[Opening Provided material section]
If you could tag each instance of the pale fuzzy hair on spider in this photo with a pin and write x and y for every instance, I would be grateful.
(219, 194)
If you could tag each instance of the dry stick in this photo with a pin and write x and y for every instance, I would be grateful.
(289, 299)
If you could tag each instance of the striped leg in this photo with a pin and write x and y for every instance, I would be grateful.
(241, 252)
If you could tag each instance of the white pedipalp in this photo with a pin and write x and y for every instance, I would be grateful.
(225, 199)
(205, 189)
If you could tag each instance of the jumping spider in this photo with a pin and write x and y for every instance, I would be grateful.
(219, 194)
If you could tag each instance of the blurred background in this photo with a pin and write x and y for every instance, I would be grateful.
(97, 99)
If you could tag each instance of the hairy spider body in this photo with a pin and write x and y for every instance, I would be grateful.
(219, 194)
[Closing Provided material section]
**Activity**
Return the lines from the line containing "If you could tag each instance of the hairy" to the end of the entries above, exactly as they appear and with no other output.

**Solution below**
If you could tag each instance of the hairy spider body in this photo with a pin and write x and y for every instance, I would be grateful.
(219, 194)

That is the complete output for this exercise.